▶ GIVEN TASK:
From the lines below, copy out each one that contains the word "feathers".

[start]

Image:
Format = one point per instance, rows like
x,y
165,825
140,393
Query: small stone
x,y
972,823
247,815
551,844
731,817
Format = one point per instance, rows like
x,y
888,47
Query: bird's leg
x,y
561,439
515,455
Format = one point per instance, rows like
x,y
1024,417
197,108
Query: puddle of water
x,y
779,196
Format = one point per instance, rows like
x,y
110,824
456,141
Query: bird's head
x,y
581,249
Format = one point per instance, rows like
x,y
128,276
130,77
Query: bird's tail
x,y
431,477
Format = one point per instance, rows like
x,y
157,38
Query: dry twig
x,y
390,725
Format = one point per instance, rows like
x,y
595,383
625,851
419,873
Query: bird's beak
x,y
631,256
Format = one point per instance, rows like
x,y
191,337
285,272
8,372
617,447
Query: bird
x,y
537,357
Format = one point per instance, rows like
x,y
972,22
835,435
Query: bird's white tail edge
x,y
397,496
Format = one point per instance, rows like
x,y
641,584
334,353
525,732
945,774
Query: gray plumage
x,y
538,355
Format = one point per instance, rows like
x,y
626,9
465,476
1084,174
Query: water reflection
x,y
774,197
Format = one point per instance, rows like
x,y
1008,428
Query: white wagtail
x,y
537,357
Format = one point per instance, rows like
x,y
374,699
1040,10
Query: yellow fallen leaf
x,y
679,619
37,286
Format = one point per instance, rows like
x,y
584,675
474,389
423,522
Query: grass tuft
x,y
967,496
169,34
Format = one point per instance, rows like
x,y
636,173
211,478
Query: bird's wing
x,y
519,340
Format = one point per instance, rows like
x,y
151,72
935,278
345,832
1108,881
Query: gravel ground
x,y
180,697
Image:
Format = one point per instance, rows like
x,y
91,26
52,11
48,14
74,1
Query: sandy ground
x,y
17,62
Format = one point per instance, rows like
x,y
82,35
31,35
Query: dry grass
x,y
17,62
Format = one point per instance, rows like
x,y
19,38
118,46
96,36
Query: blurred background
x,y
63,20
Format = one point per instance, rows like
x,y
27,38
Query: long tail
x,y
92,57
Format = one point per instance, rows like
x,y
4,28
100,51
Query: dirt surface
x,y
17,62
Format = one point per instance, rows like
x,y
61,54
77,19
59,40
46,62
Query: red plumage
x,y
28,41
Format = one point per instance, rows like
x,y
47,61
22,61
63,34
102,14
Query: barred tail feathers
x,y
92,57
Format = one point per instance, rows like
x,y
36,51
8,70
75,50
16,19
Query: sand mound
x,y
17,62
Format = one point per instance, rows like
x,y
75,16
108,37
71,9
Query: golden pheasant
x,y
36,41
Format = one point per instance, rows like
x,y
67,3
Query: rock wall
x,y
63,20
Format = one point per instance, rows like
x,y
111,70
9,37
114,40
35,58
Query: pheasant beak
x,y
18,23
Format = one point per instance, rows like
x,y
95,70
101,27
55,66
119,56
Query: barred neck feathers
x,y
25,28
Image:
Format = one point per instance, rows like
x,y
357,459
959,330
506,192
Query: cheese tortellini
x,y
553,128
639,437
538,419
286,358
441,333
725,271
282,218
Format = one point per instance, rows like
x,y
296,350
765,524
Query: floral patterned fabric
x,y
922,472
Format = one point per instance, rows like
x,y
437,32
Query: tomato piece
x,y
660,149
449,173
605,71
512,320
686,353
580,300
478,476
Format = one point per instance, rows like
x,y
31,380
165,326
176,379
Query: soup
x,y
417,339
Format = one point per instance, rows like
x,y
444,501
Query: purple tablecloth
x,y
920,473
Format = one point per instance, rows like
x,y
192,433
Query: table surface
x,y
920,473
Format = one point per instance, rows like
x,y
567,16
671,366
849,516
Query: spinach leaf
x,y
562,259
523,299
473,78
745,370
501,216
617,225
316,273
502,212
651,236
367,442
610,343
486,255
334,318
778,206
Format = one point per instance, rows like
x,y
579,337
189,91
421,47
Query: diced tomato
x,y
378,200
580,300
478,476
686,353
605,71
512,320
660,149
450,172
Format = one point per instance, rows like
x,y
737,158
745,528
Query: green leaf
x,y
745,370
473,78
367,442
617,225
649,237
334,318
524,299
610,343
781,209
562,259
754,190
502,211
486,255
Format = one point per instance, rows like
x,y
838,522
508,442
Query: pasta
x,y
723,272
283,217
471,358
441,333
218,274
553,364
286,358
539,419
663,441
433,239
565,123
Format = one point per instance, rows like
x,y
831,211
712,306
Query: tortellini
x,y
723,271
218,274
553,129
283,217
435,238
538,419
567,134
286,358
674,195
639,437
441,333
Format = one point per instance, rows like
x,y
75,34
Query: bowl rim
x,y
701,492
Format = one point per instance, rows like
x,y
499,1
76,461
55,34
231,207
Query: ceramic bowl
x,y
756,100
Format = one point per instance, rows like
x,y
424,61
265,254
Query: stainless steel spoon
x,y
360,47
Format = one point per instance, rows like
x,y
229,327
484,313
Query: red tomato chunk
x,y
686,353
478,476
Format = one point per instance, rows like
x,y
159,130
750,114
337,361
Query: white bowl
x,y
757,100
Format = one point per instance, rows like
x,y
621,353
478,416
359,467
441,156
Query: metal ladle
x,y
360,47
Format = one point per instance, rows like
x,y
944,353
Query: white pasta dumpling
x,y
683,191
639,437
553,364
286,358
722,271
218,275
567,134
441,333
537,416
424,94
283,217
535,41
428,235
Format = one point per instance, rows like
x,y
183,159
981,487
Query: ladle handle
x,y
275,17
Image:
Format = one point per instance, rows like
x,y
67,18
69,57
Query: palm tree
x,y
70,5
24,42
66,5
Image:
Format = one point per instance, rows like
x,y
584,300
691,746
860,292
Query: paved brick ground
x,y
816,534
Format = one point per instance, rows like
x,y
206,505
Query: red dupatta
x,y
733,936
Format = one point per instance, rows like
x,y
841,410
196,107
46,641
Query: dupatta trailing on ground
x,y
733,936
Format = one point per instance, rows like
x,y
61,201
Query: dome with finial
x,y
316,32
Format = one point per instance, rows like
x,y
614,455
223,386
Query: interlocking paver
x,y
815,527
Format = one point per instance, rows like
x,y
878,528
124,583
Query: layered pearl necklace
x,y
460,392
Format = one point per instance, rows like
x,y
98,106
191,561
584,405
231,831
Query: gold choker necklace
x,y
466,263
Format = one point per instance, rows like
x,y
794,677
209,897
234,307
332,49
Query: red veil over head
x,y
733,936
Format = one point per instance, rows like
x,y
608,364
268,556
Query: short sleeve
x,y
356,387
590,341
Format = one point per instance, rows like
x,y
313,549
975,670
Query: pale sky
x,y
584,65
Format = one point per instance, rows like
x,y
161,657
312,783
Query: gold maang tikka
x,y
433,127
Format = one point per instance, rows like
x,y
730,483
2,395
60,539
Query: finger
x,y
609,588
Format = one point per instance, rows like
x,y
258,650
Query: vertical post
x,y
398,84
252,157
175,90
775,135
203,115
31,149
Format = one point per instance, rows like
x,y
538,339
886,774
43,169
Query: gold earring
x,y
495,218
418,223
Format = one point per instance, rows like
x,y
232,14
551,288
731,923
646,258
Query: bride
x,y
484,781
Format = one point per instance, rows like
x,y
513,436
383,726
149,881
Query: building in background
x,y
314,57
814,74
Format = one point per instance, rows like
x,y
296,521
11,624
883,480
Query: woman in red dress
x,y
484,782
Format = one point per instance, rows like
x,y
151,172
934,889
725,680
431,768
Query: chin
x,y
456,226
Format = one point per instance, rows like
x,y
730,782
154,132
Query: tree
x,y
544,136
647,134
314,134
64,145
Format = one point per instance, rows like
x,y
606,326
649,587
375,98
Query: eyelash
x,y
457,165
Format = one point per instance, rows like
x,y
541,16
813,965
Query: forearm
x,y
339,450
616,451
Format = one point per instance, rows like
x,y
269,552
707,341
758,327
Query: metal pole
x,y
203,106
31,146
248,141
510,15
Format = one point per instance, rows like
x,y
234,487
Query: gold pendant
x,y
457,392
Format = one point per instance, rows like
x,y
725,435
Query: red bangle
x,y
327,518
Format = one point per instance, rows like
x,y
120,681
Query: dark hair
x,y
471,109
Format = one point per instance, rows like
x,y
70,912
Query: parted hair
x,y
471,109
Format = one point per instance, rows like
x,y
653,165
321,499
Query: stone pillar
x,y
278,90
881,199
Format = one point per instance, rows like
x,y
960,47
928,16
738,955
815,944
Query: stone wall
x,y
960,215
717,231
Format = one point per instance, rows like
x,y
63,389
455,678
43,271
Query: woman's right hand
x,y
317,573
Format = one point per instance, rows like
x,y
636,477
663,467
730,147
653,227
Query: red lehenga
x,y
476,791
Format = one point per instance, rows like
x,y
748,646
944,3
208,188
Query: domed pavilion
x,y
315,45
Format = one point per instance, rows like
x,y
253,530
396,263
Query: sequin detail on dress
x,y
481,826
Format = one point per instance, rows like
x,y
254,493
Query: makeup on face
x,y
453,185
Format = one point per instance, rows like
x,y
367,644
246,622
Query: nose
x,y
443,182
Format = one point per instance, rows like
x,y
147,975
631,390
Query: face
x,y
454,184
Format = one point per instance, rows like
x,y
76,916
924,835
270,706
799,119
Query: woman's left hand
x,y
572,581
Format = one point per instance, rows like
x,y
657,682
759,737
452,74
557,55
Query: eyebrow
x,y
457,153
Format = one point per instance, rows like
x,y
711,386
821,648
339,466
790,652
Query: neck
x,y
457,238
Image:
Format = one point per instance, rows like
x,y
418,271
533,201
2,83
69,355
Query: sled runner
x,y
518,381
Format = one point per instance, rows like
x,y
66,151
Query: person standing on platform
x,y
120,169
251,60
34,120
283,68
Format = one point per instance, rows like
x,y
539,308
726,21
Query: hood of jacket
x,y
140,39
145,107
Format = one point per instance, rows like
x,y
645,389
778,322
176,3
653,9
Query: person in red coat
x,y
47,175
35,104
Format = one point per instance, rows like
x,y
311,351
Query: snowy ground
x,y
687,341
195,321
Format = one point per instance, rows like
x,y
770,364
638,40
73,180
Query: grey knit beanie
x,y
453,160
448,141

[end]

▶ TASK ANSWER:
Query: barred tail feathers
Query: barred neck feathers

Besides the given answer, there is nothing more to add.